--- start ---

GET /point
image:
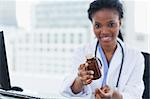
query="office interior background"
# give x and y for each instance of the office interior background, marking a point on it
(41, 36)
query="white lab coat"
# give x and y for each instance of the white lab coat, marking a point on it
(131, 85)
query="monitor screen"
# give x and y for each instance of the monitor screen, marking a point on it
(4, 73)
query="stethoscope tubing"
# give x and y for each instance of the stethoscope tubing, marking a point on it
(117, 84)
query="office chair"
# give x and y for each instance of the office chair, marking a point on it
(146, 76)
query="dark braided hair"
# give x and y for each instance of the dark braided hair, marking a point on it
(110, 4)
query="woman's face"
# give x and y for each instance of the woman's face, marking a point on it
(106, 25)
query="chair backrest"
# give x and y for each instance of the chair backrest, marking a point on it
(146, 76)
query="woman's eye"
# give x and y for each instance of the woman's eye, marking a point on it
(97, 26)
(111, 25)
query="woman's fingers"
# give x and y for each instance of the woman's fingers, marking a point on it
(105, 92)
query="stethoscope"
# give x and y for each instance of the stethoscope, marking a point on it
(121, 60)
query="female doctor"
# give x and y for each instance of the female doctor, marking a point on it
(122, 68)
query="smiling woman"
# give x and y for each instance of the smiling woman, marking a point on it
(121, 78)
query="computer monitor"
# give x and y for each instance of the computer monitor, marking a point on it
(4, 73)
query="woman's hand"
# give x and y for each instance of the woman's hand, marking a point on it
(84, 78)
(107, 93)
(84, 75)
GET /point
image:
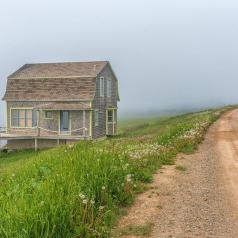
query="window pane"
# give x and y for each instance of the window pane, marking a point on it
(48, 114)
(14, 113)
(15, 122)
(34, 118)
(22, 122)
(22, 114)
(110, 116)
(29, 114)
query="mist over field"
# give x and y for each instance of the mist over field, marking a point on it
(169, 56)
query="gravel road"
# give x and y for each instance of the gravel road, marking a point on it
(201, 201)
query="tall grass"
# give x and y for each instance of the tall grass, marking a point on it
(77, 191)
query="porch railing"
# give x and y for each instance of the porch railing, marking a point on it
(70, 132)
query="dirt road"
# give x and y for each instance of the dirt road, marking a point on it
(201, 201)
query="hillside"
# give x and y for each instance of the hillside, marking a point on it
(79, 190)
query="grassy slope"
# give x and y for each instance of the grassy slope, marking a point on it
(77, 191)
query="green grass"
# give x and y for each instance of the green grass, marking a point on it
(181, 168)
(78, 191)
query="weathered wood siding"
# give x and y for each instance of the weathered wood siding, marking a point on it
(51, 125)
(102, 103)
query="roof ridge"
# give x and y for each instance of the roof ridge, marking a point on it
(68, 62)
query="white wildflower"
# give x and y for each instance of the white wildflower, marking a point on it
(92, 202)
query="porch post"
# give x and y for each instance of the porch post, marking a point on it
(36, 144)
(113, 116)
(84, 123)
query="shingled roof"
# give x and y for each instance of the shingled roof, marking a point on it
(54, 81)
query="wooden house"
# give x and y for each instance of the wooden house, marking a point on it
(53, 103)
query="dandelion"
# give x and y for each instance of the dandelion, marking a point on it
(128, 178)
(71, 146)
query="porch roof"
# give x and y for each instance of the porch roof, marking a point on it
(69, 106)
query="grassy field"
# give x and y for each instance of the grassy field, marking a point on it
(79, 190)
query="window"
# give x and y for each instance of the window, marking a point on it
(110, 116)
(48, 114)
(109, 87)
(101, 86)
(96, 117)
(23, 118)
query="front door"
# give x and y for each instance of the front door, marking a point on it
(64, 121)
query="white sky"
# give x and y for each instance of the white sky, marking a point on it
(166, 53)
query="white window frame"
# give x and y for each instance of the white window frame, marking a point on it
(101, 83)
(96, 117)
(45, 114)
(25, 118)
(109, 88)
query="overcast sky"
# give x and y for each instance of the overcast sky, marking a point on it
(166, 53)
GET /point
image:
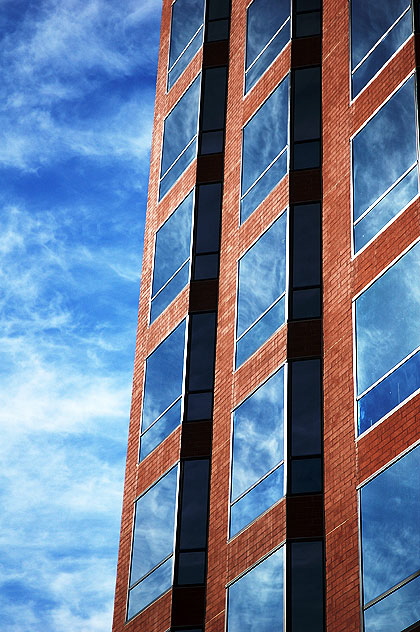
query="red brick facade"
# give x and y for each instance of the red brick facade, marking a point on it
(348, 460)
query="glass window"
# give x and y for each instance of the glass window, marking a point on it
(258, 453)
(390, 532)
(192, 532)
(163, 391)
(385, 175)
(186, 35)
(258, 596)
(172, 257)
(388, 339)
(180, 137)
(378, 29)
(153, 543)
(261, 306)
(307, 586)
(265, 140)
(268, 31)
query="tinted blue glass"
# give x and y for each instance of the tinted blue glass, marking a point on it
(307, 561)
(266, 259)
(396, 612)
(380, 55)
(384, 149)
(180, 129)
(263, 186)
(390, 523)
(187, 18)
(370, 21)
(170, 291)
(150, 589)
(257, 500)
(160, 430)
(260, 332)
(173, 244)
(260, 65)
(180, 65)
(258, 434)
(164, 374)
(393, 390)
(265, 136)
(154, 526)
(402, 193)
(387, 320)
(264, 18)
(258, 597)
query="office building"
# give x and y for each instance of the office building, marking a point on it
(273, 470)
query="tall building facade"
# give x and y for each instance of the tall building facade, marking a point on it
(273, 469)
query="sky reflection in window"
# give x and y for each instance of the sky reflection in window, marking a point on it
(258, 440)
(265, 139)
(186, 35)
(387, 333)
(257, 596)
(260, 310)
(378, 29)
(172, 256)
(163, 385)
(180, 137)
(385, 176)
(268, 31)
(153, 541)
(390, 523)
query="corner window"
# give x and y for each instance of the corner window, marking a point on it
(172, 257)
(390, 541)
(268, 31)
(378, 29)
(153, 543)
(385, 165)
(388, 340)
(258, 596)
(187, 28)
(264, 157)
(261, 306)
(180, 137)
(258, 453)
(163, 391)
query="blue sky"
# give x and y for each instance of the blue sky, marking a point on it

--- end ---
--- start ---

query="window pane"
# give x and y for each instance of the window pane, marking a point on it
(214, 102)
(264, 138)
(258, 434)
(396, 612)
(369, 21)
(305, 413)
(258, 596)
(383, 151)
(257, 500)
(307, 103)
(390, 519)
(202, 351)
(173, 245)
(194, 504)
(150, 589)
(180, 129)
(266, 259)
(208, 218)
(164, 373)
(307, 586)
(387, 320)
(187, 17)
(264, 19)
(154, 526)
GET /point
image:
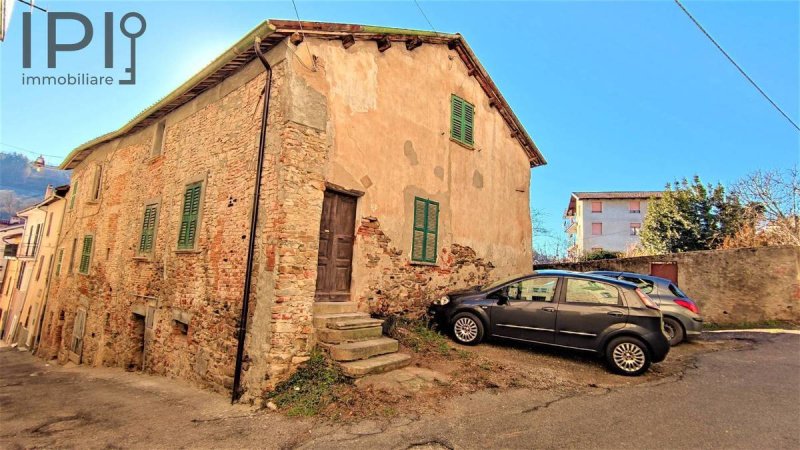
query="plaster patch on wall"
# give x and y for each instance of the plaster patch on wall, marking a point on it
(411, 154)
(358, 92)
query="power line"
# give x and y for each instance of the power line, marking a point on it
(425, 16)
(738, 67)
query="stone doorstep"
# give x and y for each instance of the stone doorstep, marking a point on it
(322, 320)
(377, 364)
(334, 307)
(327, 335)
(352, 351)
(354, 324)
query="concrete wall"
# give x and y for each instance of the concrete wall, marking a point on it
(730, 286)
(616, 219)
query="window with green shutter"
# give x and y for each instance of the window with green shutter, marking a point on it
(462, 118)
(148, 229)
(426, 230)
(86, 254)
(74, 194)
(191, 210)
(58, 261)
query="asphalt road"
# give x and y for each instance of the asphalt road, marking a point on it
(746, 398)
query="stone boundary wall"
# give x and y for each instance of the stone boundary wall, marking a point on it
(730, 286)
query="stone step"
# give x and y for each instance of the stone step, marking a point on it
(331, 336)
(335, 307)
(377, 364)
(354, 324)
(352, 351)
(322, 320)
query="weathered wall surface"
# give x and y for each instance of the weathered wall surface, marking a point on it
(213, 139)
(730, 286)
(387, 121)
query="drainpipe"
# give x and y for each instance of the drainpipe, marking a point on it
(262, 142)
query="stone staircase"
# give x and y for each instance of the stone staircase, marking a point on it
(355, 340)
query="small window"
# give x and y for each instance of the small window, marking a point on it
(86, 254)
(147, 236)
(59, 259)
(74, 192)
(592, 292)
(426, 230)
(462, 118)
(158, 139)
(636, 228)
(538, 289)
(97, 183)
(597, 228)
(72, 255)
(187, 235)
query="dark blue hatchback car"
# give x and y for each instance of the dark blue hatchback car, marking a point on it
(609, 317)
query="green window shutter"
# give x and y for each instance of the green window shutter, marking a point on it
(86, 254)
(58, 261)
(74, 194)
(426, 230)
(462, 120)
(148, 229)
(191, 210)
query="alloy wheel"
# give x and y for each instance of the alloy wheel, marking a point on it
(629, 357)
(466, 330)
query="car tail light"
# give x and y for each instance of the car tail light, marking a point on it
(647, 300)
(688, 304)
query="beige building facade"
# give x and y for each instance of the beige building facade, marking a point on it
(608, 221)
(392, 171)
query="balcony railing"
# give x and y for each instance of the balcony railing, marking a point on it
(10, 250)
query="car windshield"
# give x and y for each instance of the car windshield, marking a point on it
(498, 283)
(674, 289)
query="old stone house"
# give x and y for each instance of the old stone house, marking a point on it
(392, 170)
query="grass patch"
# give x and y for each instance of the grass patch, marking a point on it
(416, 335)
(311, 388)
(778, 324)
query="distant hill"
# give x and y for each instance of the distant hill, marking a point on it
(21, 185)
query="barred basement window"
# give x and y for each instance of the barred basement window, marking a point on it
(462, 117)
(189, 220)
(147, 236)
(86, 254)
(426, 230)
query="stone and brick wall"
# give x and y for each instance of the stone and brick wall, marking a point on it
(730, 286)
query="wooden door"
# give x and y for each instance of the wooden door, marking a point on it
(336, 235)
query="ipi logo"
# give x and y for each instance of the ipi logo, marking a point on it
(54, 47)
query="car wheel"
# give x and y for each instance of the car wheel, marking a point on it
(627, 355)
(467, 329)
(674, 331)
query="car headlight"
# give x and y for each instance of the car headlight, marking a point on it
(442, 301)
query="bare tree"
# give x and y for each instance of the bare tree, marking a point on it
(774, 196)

--- end ---
--- start ---

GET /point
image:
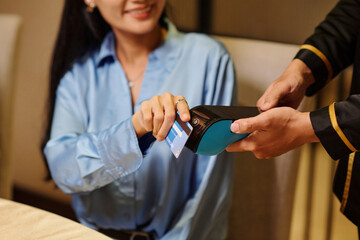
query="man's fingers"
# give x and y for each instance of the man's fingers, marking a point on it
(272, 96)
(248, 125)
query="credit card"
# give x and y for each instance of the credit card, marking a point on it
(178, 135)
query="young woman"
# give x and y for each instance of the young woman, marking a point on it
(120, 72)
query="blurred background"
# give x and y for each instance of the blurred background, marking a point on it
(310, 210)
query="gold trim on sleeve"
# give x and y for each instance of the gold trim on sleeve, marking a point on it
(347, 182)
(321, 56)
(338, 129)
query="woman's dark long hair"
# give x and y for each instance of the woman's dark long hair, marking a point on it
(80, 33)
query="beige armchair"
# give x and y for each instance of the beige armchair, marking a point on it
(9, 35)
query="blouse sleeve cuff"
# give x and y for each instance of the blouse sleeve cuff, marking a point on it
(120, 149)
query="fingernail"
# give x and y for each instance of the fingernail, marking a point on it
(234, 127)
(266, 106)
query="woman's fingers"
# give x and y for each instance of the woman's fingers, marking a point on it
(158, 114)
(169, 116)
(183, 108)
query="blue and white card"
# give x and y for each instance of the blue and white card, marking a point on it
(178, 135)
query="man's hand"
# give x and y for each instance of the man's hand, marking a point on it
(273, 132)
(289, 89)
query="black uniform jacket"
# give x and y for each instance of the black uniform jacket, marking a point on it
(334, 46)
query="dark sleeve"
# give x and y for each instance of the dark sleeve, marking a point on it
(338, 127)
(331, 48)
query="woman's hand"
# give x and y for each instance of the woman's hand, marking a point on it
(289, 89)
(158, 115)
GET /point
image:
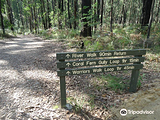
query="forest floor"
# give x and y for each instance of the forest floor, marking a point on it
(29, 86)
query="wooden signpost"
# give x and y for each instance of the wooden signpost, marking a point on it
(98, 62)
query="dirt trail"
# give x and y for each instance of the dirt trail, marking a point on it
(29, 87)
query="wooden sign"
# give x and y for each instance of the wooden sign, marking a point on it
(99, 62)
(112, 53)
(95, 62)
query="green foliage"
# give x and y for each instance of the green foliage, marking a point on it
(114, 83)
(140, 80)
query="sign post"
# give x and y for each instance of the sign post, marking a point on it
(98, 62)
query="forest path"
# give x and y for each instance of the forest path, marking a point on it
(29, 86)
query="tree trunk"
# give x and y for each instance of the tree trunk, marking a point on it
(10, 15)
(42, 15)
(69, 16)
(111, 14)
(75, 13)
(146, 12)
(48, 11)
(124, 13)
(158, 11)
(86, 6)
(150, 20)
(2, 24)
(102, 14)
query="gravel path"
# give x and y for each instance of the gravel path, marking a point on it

--- end ---

| STATED EXERCISE |
Count the lines in the records above that contain the word "barred". Reply with the number only.

| RESULT BELOW |
2